▶ _EXERCISE TASK_: Return exactly the lines that run from the one containing "Target: raised arm" to the end of the entries, with both ends included.

Named-object pointing records
###

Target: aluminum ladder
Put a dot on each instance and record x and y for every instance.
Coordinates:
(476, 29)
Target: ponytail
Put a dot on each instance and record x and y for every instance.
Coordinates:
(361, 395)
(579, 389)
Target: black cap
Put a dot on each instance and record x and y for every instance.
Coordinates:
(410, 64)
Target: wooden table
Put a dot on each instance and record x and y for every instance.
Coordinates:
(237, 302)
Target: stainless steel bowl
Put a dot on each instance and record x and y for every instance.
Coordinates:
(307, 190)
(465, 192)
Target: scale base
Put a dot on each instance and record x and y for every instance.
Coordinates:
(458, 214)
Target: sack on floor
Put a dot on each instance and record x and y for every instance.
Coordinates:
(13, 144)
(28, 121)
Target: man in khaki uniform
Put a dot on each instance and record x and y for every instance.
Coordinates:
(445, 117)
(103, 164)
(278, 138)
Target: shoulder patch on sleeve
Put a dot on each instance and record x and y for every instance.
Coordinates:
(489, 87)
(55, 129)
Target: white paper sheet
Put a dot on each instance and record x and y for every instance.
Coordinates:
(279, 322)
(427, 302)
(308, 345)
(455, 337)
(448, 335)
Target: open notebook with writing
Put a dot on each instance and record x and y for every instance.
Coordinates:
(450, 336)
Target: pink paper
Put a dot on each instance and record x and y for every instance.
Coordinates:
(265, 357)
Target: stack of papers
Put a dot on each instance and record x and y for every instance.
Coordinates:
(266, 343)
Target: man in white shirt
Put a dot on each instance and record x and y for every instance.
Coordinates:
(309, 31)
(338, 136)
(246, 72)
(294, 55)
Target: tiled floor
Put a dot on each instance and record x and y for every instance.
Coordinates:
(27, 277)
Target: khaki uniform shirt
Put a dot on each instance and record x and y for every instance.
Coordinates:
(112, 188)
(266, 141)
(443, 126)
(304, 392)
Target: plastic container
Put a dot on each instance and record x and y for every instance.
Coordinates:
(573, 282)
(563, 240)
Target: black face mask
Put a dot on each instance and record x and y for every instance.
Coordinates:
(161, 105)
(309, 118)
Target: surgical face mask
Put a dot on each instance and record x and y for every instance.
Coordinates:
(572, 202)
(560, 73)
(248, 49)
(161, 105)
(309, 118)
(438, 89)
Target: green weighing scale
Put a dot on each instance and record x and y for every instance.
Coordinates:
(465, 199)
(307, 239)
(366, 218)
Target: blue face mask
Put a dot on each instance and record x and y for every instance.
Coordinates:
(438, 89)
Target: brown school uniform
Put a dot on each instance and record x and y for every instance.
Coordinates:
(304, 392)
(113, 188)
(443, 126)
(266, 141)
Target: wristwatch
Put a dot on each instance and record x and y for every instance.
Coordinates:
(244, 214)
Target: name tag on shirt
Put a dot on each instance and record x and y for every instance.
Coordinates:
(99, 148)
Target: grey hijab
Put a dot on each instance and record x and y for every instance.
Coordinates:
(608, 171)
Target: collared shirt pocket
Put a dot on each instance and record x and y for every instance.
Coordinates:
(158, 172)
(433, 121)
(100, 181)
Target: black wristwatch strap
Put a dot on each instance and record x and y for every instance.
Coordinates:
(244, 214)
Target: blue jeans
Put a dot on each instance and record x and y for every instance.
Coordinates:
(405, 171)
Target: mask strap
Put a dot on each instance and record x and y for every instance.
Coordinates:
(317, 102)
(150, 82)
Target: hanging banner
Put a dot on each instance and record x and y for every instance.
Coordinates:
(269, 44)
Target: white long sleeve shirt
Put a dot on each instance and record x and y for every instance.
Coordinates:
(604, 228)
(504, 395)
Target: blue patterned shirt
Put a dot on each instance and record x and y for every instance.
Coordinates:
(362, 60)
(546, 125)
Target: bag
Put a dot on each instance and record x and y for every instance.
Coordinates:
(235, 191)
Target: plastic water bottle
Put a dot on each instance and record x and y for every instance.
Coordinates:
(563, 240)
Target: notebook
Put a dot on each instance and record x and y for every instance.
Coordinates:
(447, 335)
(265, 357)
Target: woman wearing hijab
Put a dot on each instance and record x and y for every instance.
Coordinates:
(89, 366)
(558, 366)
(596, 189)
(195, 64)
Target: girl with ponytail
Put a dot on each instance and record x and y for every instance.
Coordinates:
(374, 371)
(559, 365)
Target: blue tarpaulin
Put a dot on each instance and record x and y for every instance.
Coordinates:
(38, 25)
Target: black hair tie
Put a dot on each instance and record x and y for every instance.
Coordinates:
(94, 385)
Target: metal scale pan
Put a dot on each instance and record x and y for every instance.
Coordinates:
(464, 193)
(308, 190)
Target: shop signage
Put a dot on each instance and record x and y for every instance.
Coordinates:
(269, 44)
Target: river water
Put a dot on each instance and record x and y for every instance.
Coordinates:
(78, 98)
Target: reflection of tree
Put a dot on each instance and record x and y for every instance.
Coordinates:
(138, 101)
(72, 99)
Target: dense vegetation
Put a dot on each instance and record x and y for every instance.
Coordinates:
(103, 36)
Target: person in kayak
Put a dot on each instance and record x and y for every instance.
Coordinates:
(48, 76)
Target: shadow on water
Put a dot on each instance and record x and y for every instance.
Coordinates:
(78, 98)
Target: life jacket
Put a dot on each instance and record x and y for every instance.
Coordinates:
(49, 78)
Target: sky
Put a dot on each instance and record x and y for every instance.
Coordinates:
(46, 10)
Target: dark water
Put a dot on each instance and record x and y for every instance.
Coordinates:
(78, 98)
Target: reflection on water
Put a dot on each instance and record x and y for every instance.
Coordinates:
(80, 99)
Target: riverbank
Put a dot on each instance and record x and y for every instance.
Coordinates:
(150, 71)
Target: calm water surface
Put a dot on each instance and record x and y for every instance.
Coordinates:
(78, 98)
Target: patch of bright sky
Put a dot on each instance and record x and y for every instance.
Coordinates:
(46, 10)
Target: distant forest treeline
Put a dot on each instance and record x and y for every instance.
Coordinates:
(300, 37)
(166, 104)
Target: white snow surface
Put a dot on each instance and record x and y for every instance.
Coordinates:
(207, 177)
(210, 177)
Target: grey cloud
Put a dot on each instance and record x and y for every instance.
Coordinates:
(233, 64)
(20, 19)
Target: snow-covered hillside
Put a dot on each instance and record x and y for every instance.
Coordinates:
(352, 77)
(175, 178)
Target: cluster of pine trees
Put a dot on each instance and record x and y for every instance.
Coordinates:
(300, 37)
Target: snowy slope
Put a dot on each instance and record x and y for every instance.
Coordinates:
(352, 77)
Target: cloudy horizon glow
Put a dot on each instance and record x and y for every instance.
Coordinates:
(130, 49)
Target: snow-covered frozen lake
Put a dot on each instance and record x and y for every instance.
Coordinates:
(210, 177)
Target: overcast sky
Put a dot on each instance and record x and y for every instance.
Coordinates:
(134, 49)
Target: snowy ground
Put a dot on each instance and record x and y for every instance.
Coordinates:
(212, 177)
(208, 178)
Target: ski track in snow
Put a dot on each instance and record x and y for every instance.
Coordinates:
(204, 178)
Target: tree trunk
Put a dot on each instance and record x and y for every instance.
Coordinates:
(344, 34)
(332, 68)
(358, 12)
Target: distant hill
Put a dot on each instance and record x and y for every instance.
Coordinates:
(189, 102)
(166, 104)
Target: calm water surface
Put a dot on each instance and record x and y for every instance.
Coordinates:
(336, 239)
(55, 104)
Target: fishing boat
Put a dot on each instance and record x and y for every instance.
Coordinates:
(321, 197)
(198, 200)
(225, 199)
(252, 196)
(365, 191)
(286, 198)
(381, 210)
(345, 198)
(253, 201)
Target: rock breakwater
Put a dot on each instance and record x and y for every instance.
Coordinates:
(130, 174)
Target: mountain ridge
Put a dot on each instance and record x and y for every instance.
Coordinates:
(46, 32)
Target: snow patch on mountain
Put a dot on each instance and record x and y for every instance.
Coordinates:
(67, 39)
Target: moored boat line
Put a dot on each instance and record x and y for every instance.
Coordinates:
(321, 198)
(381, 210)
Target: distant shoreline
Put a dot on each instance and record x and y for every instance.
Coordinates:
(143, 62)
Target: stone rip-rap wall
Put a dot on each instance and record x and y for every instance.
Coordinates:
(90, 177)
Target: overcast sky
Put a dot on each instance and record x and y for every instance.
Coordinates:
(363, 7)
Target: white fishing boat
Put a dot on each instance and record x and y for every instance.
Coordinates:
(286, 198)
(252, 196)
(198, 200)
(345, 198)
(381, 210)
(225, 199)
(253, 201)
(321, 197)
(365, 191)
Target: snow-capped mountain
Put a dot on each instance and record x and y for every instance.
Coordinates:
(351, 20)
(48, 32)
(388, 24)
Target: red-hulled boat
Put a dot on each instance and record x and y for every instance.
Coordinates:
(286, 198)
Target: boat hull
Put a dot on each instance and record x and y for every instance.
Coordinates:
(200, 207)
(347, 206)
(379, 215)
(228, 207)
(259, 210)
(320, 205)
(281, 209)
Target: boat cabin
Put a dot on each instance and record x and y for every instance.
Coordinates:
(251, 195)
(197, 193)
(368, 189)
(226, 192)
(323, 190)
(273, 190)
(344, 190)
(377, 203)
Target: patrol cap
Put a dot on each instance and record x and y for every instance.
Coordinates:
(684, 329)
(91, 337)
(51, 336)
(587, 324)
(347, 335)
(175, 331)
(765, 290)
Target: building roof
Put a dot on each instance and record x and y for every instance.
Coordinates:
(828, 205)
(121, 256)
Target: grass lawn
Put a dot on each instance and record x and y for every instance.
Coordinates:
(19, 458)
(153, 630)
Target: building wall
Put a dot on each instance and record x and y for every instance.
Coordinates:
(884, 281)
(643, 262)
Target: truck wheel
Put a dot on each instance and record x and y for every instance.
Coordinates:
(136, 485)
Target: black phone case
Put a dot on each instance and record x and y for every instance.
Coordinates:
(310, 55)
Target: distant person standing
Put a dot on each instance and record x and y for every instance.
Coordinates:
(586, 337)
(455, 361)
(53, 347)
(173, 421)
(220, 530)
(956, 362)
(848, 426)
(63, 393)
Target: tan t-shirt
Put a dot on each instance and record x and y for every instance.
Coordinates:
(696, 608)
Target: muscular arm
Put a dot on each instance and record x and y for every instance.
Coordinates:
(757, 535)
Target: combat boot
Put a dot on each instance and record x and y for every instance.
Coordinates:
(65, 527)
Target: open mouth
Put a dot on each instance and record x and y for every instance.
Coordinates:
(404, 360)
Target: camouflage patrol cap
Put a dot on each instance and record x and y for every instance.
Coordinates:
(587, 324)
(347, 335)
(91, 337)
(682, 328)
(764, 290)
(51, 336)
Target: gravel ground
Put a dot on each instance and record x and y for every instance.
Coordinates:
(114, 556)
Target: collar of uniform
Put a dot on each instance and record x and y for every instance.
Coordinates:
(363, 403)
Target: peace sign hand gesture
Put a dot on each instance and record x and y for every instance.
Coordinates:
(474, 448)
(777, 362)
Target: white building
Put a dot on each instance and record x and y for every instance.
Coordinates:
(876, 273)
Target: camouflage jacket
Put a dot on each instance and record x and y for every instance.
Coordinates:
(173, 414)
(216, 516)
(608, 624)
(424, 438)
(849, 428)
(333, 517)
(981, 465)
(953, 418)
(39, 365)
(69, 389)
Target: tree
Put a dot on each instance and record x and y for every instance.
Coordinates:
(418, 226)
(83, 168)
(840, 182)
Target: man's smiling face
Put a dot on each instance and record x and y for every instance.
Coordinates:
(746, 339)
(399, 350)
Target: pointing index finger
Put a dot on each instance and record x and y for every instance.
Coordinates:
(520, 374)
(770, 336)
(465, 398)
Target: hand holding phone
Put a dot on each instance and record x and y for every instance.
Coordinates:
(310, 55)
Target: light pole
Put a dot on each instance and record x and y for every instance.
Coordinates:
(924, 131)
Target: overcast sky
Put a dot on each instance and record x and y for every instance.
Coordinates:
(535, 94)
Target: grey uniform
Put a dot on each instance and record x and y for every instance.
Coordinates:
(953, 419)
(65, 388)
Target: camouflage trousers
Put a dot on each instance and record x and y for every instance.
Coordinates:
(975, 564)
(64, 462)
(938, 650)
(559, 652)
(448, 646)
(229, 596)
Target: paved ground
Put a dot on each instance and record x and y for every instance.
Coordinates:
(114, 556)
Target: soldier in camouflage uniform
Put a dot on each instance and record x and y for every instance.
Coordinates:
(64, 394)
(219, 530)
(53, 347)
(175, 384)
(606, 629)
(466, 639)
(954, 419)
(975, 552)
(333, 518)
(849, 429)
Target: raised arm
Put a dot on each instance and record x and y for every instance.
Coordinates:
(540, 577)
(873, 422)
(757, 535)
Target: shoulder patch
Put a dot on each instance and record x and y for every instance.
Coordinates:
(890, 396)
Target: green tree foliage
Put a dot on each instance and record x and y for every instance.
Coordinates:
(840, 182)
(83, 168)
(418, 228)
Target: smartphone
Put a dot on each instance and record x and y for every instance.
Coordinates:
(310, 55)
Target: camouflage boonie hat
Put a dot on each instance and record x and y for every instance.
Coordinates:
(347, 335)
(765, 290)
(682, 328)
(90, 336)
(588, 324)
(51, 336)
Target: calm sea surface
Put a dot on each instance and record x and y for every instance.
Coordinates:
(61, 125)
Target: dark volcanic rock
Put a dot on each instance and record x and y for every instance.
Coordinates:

###

▶ _WRITTEN SOLUTION_:
Target: raised arm
Put a dot on each instance and record x and y for every instance.
Coordinates:
(540, 577)
(873, 422)
(757, 535)
Target: shoulder patch
Put a dot on each instance and record x and y for every instance.
Coordinates:
(890, 396)
Target: green tree foliage
Put a dot on each instance and record x and y for every instance.
Coordinates:
(840, 182)
(83, 168)
(418, 228)
Target: smartphone
Put a dot on each instance and record x and y for every instance.
Coordinates:
(310, 55)
Target: camouflage boonie hat
Put a dot on each instance and record x and y for every instance.
Coordinates:
(347, 335)
(765, 290)
(682, 328)
(90, 336)
(588, 324)
(51, 336)
Target: calm sea surface
Put a dot on each instance and record x and y for every instance.
Coordinates:
(61, 125)
Target: dark volcanic rock
Put a dot on each instance and record x and y for every instance.
Coordinates:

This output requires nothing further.